((

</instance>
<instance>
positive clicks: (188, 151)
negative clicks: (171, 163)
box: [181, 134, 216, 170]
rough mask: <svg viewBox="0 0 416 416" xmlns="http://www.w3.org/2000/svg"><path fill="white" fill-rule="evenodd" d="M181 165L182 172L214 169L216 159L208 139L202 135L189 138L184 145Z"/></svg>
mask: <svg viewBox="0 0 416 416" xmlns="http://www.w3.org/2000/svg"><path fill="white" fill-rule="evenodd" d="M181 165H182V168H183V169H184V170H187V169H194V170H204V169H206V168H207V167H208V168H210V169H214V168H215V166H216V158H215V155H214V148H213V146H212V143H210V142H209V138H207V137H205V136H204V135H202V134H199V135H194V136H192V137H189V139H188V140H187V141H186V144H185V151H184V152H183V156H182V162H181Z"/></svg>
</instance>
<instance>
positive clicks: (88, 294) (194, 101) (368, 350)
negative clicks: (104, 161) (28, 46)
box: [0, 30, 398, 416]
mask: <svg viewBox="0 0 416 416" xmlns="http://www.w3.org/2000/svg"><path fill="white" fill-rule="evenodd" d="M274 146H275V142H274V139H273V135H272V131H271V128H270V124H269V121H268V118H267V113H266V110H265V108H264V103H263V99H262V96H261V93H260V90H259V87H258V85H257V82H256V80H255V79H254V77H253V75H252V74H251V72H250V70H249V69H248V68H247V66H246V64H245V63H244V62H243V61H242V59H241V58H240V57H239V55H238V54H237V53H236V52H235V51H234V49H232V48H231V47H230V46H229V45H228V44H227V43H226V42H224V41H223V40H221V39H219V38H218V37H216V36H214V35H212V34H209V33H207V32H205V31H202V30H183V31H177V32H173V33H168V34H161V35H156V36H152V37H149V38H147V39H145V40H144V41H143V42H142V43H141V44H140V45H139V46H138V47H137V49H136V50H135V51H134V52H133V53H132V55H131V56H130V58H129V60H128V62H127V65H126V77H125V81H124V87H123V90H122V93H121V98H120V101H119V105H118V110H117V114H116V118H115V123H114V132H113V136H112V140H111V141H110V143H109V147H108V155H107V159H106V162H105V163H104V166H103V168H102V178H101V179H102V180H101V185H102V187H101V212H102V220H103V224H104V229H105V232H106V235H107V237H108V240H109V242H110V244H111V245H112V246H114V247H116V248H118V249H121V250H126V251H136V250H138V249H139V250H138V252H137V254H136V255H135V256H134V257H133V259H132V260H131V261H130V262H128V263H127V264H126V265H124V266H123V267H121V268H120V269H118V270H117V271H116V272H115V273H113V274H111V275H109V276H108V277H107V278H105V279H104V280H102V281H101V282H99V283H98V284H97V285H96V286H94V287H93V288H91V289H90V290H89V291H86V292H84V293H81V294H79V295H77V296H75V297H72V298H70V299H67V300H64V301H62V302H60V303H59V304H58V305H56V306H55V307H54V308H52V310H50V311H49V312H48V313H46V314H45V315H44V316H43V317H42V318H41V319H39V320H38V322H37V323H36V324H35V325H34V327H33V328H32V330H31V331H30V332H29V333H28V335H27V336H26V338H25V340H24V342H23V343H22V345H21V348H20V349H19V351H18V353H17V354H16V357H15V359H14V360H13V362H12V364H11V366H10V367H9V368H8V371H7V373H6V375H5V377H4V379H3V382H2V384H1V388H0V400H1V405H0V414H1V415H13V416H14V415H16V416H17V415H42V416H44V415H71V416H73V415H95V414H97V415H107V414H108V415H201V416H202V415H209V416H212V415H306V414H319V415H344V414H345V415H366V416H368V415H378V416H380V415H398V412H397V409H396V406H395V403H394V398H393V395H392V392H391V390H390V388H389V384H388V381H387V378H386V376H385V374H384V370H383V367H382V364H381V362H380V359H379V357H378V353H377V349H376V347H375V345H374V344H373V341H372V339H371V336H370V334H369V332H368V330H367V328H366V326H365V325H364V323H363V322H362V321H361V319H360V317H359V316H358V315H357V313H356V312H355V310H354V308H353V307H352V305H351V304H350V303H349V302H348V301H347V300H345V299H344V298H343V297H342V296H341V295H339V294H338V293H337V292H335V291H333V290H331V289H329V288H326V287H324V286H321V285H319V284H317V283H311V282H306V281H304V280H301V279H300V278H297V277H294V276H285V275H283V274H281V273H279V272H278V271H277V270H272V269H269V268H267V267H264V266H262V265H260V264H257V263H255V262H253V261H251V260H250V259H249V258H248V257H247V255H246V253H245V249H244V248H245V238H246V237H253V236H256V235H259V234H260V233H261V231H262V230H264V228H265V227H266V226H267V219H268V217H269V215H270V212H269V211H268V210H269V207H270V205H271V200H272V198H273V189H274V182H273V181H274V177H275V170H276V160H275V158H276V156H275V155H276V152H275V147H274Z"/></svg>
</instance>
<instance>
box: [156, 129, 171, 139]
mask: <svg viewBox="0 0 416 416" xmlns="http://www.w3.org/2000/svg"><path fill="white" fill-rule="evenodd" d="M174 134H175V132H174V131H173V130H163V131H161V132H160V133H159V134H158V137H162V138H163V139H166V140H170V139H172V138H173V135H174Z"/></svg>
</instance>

))

→ Problem to solve:
Would you show every line in the data above that contains the string "negative"?

→ Result of this task:
negative clicks: (171, 163)
negative clicks: (104, 161) (28, 46)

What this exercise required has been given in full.